— PROMPT —
Show every line in the listing below that contains the word "lamp", one line per line of output.

(Coordinate annotation listing)
§

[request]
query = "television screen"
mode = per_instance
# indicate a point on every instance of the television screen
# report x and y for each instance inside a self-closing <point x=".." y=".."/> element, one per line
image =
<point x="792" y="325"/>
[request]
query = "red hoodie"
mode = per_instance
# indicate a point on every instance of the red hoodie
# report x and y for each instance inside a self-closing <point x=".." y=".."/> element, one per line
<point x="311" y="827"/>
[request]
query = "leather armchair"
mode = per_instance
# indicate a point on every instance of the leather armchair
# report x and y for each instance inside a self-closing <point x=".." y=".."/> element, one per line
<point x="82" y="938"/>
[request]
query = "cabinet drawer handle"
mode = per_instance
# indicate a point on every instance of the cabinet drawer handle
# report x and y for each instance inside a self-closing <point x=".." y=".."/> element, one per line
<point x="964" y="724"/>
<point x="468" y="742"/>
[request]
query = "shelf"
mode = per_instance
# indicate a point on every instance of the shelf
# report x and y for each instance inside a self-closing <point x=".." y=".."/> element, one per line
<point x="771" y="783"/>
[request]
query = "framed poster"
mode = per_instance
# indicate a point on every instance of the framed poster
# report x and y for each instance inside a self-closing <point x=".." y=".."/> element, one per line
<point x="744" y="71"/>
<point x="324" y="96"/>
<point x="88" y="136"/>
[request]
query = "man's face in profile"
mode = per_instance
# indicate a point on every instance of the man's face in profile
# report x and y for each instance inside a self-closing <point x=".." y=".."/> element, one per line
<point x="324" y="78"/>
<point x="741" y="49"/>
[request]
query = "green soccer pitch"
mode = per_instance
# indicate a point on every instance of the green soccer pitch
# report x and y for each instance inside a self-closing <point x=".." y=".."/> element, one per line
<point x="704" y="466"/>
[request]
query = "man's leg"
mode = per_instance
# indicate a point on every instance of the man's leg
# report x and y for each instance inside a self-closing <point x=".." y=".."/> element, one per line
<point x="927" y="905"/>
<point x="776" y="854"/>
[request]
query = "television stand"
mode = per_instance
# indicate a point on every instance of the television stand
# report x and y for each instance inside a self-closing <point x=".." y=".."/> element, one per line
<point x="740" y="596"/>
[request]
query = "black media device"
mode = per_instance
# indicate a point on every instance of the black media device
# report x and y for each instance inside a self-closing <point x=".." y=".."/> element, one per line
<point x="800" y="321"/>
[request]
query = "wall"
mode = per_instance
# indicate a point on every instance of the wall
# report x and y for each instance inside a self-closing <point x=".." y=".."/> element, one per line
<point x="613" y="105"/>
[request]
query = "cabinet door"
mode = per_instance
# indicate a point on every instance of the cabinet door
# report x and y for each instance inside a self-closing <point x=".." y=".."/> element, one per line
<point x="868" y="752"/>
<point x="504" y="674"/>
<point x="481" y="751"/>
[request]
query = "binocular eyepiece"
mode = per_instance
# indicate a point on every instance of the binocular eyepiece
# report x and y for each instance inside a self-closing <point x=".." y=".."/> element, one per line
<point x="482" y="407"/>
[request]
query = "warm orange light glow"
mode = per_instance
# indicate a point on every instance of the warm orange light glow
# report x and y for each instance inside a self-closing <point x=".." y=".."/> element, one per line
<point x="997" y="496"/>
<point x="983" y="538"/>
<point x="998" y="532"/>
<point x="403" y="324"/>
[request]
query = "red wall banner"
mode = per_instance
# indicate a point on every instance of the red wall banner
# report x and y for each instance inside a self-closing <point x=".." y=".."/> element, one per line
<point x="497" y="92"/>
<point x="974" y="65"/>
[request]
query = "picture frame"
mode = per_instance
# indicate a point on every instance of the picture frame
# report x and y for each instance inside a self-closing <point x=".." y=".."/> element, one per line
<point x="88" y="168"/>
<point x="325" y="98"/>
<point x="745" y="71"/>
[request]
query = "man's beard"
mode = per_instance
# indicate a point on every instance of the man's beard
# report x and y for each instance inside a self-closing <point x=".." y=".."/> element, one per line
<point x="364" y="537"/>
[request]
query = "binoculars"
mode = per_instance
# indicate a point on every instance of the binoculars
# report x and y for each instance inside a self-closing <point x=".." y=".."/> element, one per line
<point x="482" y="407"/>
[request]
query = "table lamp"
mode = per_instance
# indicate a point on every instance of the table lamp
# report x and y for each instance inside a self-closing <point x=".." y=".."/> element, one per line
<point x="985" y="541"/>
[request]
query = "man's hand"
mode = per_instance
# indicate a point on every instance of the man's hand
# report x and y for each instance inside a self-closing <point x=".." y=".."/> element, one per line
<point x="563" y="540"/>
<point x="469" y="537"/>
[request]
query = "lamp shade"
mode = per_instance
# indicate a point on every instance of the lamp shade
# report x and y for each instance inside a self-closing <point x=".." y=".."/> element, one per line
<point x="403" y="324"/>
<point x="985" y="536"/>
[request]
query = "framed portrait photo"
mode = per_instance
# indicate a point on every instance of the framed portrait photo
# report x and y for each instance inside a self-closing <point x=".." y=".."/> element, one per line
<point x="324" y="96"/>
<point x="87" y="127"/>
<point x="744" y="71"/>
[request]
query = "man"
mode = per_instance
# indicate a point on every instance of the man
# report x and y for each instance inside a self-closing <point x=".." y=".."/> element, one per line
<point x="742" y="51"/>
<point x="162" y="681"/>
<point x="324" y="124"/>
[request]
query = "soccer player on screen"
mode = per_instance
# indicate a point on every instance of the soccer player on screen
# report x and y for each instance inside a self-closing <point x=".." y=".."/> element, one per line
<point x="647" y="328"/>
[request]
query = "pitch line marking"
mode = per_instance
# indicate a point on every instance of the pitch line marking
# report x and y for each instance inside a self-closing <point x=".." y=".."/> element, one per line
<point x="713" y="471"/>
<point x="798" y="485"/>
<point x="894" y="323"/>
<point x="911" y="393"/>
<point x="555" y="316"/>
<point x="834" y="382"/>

§

— THE REPLY —
query = "table lamp"
# indicate a point on every instance of the table lamp
query = "lamp shade"
# indicate a point on every instance of the lamp shade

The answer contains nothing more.